** start of Passage shown **

Review of the Day: Everybody Paints! by Susan Goldman Rubin
For years it was my pleasure to work in the New York Public Library’s Central Children’s Room, located in the Donnell Library. The Central Children’s Room was the crown jewel of children’s literature in the city, and amongst its many treasures (which included a parrot-headed umbrella owned by Mary Poppins/P.L. Travers and the original Winnie-the-Pooh toys) were N.C. Wyeth’s original paintings from the book Robin Hood. I might be mistaken, but I’m pretty sure we owned them all. Certainly we didn’t put them all on display, but a fair number of them were available for the public and they turned out to be quite a draw for the local illustrators. Since those days the Donnell has been sold and the paintings transferred to the main branch of NYPL where they now grace the walls of the President of the library’s office. If you would like to see them it is not out of the question, but it is also not as easy as it once was. I, for my part, haven’t seen them in years. With that in mind, I think it makes perfect sense why I was drawn to Susan Goldman Rubin’s latest artistic picture book biography Everybody Paints! Not content to tell merely the story of one famous painter, Rubin dares to encapsulate the lives of three generations, with a particular focus on one painter in each. N.C., Andrew, and Jamie are presented to kids here in a clear-cut way that honestly displays their very interesting work.
Meet the bronco buster. That’s one name you might give to N.C. Wyeth. Born to parents that thought he’d be better suited as a farmhand than as an artist, N.C. set about to prove himself. Before long he was apprenticed to the great Howard Pyle and became his star student. Wyeth became adept at cattle round-ups as well as painting scenes of action and adventure. His talents brought his lucrative illustration projects like Treasure Island, Kidnapped, and Robin Hood. Along the way he sired talented offspring, each of whom had some kind of talent. Andrew Wyeth pursued his art with the same fervor as his dad, but while the fine art community had never officially accepted his father, Andrew was embraced almost immediately. In his footsteps followed Jamie, a painter who could work on everything from picture books to portraits of presidents. This is their story.
Writing a biography of the Wyeths for children isn’t as fraught with potential peril as writing a biography of other artists might be. Having cut her teeth on bios about Diego Rivera (Diego Rivera: An Artist for the People) and Andy Warhol (Andy Warhol: Pop Art Painter) the Wyeths must have struck Ms. Rubin as a true relief. This is not to say that there haven’t been rumors floating around them for years, but vague rumors are far easier to elide than numerous confirmed affairs and “The Factory”. The content is presented in a very nice, straightforward style. We meet each Wyeth in turn, and the narrative will slip from one to another without so much as a herk or a jerk. The sections are not particularly long. Indeed, the book itself is infinitely readable at just a scant 112 pages. That means that if a kid wants to do a bit of serious research they may need to find some additional books to cover the material more extensively. That said, Rubin provides the basic overview and allows the reader to fill in gaps on their own. Nothing wrong with that when you’re dealing with children’s book biographies.

** end of Passage shown **
** start of Given information **

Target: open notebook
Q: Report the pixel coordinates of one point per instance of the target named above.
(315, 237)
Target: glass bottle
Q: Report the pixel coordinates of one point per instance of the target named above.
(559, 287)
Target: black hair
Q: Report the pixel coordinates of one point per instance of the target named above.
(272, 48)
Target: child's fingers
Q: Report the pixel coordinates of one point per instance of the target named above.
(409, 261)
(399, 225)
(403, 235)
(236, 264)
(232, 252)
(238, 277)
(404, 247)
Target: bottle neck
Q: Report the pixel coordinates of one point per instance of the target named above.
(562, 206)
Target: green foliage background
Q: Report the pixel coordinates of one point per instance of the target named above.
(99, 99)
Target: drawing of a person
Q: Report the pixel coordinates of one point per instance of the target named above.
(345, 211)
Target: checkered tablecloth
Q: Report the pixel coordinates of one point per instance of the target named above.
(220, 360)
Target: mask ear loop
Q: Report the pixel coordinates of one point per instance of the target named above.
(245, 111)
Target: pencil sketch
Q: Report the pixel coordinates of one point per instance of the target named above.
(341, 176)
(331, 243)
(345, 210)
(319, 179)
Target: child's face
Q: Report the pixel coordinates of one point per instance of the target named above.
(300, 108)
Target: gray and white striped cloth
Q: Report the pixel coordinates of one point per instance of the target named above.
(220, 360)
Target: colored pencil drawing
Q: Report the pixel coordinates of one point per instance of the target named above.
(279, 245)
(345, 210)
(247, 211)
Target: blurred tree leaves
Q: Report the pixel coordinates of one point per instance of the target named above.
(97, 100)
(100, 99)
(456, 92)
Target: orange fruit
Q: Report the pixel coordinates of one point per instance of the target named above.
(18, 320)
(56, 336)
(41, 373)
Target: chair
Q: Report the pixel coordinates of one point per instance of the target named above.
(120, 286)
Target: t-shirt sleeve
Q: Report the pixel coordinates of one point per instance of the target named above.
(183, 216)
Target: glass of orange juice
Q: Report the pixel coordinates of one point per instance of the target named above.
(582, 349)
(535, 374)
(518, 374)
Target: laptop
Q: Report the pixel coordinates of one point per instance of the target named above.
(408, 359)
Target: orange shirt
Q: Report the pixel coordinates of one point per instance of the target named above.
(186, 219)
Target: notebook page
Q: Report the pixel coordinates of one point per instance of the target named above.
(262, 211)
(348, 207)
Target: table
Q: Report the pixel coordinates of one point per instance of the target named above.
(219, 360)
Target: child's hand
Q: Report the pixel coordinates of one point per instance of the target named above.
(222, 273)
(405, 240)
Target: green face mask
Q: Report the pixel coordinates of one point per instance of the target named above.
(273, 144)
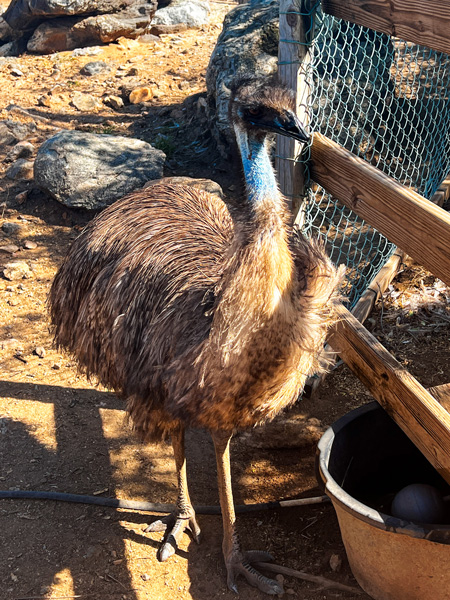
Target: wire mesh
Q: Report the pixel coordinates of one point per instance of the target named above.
(387, 101)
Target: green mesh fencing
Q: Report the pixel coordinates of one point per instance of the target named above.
(387, 101)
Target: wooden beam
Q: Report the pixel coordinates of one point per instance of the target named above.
(426, 23)
(293, 59)
(413, 223)
(414, 409)
(442, 395)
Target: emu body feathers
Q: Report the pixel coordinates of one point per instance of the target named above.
(200, 319)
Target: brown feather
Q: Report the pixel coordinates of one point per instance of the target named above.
(163, 300)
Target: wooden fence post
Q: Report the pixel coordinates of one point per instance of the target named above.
(293, 60)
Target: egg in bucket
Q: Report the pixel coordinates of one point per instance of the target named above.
(370, 469)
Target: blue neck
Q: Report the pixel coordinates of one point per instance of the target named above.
(262, 187)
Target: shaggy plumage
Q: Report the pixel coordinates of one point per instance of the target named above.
(197, 318)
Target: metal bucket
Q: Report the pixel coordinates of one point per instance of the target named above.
(363, 460)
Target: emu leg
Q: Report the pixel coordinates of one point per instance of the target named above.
(183, 517)
(236, 561)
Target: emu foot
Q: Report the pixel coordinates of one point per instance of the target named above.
(174, 525)
(240, 563)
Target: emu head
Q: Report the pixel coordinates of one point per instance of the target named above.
(259, 107)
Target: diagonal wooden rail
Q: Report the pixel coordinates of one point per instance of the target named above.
(422, 230)
(411, 406)
(426, 23)
(406, 218)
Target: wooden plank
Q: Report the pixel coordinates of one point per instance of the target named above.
(426, 23)
(378, 286)
(414, 409)
(413, 223)
(293, 59)
(442, 395)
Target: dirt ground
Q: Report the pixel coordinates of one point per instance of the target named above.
(60, 433)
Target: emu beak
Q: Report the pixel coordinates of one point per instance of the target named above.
(290, 125)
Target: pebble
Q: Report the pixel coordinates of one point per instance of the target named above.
(21, 169)
(92, 51)
(10, 228)
(40, 351)
(113, 101)
(11, 344)
(21, 198)
(84, 102)
(94, 68)
(9, 248)
(335, 562)
(20, 150)
(140, 95)
(14, 271)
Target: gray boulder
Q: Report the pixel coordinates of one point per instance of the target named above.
(27, 14)
(86, 170)
(72, 32)
(7, 33)
(247, 46)
(192, 13)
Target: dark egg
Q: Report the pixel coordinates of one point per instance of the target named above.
(419, 502)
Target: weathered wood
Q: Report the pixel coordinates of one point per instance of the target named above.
(412, 222)
(293, 58)
(414, 409)
(426, 23)
(378, 286)
(442, 395)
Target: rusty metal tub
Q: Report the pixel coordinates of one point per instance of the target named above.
(363, 460)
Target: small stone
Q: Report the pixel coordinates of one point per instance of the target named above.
(335, 562)
(44, 100)
(84, 102)
(14, 271)
(21, 198)
(140, 95)
(22, 169)
(11, 344)
(113, 101)
(94, 68)
(10, 228)
(20, 150)
(9, 248)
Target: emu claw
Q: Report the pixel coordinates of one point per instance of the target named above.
(174, 526)
(243, 566)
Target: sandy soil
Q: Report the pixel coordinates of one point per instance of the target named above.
(58, 432)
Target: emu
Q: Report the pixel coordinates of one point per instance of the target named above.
(200, 318)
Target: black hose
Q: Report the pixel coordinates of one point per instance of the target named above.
(151, 506)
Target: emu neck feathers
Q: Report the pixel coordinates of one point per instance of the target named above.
(262, 187)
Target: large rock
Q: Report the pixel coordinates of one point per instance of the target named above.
(7, 33)
(27, 14)
(192, 13)
(247, 46)
(72, 32)
(86, 170)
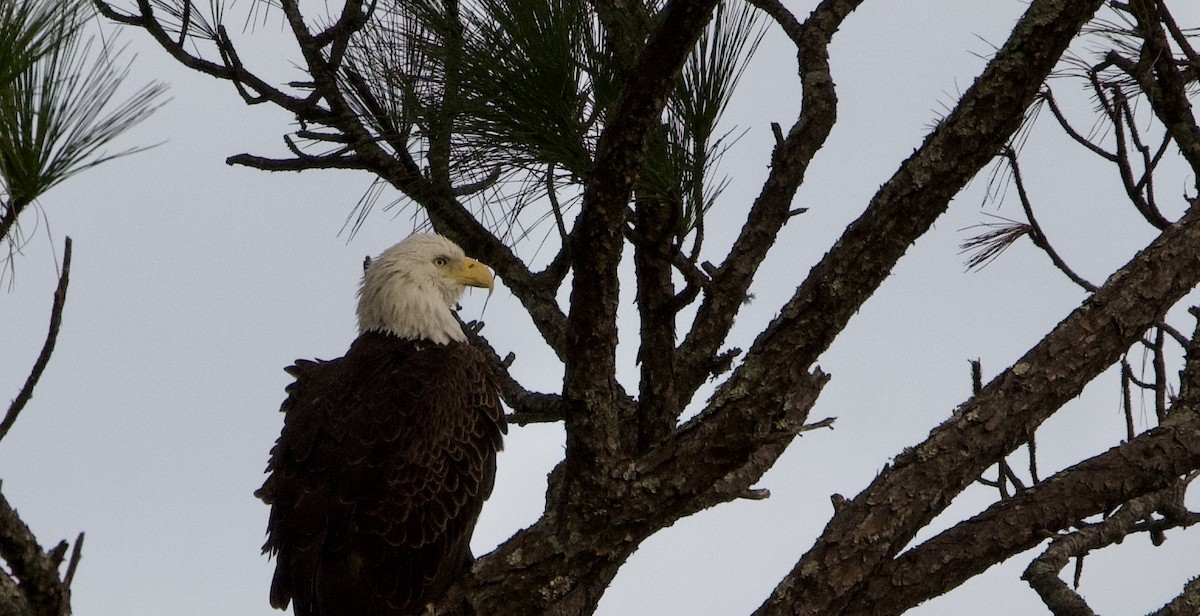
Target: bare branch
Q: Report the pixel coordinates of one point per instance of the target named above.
(43, 358)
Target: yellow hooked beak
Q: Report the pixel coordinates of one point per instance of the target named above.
(473, 274)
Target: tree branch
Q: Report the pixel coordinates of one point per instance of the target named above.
(1007, 412)
(1152, 461)
(593, 430)
(726, 291)
(43, 358)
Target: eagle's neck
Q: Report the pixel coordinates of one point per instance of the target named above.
(408, 311)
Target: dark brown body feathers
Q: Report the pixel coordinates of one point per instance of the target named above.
(385, 459)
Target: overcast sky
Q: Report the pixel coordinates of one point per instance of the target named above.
(193, 283)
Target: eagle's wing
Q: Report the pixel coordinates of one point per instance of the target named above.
(379, 474)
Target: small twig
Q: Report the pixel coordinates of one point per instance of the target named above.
(1036, 233)
(43, 358)
(816, 425)
(528, 407)
(1127, 399)
(76, 554)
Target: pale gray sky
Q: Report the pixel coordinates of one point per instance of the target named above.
(193, 283)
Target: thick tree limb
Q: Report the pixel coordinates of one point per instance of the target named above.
(726, 291)
(1151, 461)
(1042, 574)
(1005, 414)
(598, 239)
(35, 569)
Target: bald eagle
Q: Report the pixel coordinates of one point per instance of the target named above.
(388, 453)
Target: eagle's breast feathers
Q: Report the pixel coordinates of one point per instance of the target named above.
(378, 477)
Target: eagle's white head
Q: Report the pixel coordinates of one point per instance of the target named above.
(412, 287)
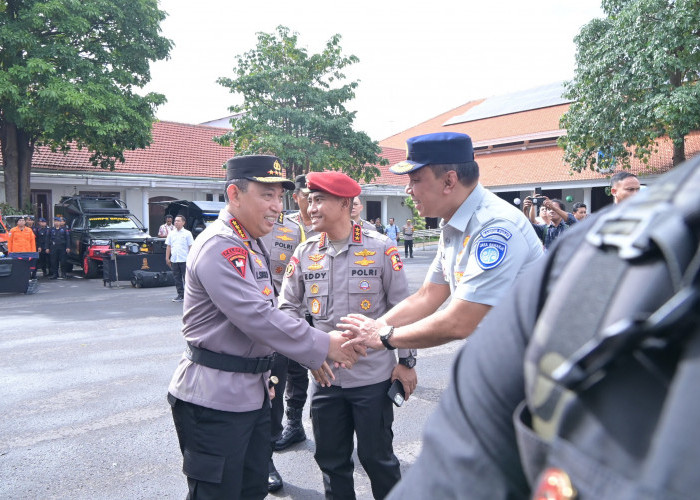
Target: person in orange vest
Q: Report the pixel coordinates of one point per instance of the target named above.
(21, 238)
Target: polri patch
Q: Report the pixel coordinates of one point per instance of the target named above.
(496, 231)
(490, 253)
(238, 257)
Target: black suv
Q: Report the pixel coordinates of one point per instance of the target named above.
(102, 225)
(198, 214)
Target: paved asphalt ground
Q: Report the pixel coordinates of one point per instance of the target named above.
(83, 378)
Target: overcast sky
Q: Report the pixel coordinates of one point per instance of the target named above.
(417, 59)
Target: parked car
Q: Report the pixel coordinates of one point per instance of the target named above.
(102, 225)
(198, 214)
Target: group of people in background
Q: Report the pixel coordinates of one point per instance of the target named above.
(51, 243)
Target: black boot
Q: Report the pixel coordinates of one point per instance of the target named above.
(274, 480)
(293, 432)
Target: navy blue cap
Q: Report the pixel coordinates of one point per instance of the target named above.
(435, 149)
(259, 168)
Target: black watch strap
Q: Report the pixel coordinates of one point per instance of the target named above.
(385, 339)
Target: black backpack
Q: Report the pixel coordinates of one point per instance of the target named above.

** end of Given information **

- Exercise description -
Answer these from the book review, briefly:
1. Where are N.C. Wyeth's original Robin Hood paintings kept now?
2. Which artist took N.C. Wyeth on as an apprentice?
3. How many pages long is Everybody Paints!?

- Solution to the exercise -
1. On the walls of the library President's office, at the main branch of NYPL.
2. Howard Pyle.
3. 112 pages.